-- AIM 1 --
Name every calendar year that appears in the excerpt on India's Israel policy.
-- AIM 2 --
Carry on the excerpt on India's Israel policy, picking up right after its final sentence.

In an interview with The Sunday Guardian, the sister publication of The Daily Guardian, External Affairs Minister S. Jaishankar was refuting the claim often made by policymakers that a country’s foreign policy is constant irrespective of the party in power. He was speaking on how India’s foreign policy has evolved in the last 10 years of the Narendra Modi government—how from an ideologically leftward tilt, the course has been corrected to make foreign policy an India/Bharat-first policy. He gave the specific example of India’s Israel policy to make his point.

Looking at India-Israel relations, it is a fact that the current government has prioritised the need to have a strategic partnership with a defence and technology powerhouse like Israel, which had been shunned by India until 1992, when diplomatic relations were established.

Even after 1992, for fear of angering the Arab-Muslim world as well as Indian Muslims, successive Congress-led governments kept relations between the two countries in abeyance. Things started improving only when Atal Bihari Vajpayee became Prime Minister for a second time. Israeli Prime Minister Ariel Sharon’s visit to India took place in 2003, when Vajpayee was Prime Minister. Vajpayee lost power in 2004 and a reciprocal visit to Israel by an Indian Prime Minister took place 25 years after diplomatic relations were established, when Narendra Modi landed in Tel Aviv in July 2017. It is noteworthy that India’s robust diplomatic relations with Israel have had zero impact on India’s relations with the Arab-Muslim world. Instead there has been significant improvement in India-Gulf relations.

It is Prime Minister Modi’s expertise at walking the tightrope between Israel and the Arab world that has facilitated the existence of platforms such as the I2U2—India, Israel, United States and the United Arab Emirates—and the IMEC (India-Middle East Europe Corridor). Of course the signing of the Abraham Accords between Israel and some Gulf states under the supervision of President Donald Trump also helped. But the bottom line is that PM Modi has shown exemplary expertise at walking the tightrope between Israel and Palestine, while refusing to make common cause with only one side—Palestinian to be specific, as it was earlier. Post the 7 October 2023 blood-curdling terrorist attack on Israel by the Hamas, when India clearly spoke out against the terrorism inflicted on Israel, the response from within camps allied to the Opposition was both political and ideological.

-- DATASET EXCERPTS --
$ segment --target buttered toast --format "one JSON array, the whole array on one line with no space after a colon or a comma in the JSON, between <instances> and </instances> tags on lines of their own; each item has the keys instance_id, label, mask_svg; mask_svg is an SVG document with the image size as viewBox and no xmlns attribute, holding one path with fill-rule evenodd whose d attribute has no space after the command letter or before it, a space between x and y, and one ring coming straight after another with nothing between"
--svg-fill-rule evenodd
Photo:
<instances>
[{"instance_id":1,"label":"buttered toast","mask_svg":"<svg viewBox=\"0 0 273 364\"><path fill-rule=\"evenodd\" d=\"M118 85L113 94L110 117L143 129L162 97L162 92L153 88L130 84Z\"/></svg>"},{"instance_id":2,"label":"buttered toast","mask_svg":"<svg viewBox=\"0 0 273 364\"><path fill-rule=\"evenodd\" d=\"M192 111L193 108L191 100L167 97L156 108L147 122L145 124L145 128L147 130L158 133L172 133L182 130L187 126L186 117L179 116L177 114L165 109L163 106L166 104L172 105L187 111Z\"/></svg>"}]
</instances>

-- EXPECTED OUTPUT 1 --
1992, 2003, 2004, 2017, 2023

-- EXPECTED OUTPUT 2 --
The government was accused by rival political parties of discarding India’s well-established pro-Palestine policy. While political players were vocal, the larger ecosystem of the foreign policy establishment was equally critical, if not in public, but definitely in private. Since then much water has flown under the bridge, and the Modi government has extended a helping hand to the Palestinians once Israel invaded Gaza. New Delhi has reiterated its stand on a two-state solution, has even voted against Israel in the United Nations on a couple of resolutions. And all this without compromising its stance on Hamas-inflicted terrorism even once. India also has not made any attempt to qualify Hamas’ action against Israel by saying “but think of what Israel has been doing to Palestinians”, which, sadly, some retired Indian diplomats and bureaucrats steeped in India’s traditional geopolitical thinking are doing even now.

As an aside, the chaos on US university campuses on the war in Gaza is a completely political response emanating from the left side of the spectrum, with even anti-Semitism being justified as a counter to Israeli action on Gazans. To call for an immediate ceasefire in Gaza is a legitimate demand—whether strategically viable or not, is a different matter—but no way can the Jewish population be targeted for the war that Israel is fighting in Gaza, a war that was inflicted on it by the Hamas. Hamas’ action was meant to derail the mainstreaming of Israel in the Arab world, which it was able to do to a large extent post 7 October. The bad blood in Middle East is believed to be affecting even IMEC, with work on the Israel part of the corridor stalled. But India has insulated itself enough amid the turmoil to be able to pursue the India-Middle East part. This is a completely India-focused approach, where India is exploring the potential of such a corridor to ensure all-round prosperity. At the same time, its opposition to terrorism continues rock-solid. This is a major departure from India’s largely “leftist” policy and must be appreciated.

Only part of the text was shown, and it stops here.